* _What you have to do_:
Extract every line of the data below and reproduce each one verbatim, in its original order.

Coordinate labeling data

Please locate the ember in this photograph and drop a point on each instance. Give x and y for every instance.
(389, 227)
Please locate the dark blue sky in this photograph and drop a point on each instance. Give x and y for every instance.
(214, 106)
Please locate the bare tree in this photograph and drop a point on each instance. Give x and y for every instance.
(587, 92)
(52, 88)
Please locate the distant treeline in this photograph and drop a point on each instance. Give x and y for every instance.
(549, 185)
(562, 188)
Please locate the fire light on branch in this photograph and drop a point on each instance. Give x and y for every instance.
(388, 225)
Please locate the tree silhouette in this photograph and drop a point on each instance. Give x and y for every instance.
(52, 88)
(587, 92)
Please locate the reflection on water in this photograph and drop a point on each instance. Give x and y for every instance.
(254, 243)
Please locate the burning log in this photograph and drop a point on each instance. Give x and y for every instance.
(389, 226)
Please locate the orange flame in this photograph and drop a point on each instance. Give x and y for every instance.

* _Response to the task_:
Please locate the ember in this photograph and drop a point on each instance. Give x and y for every instance.
(389, 227)
Please locate the dark blue sky in this photograph and drop a point on each instance. Give x and y for every instance.
(214, 106)
Please locate the bare tree in this photograph and drop a point on each instance. Give x and y for every instance.
(587, 92)
(52, 88)
Please locate the distant treeline in this photograph and drop a point on each instance. Give x and y for every instance.
(549, 185)
(562, 188)
Please locate the fire light on branch in this photograph and drop a point on each instance. Give x and y for every instance.
(388, 225)
Please locate the tree silhouette in this photograph and drop a point on each instance. Give x and y for every instance.
(52, 88)
(587, 92)
Please locate the reflection on water in this photograph and drop a point on each instance. Give x and y for every instance.
(254, 243)
Please locate the burning log in this photograph and drop a point on each instance. Give x and y for every instance.
(389, 226)
Please locate the orange flame in this photograph and drop a point on each instance. Give x and y for every instance.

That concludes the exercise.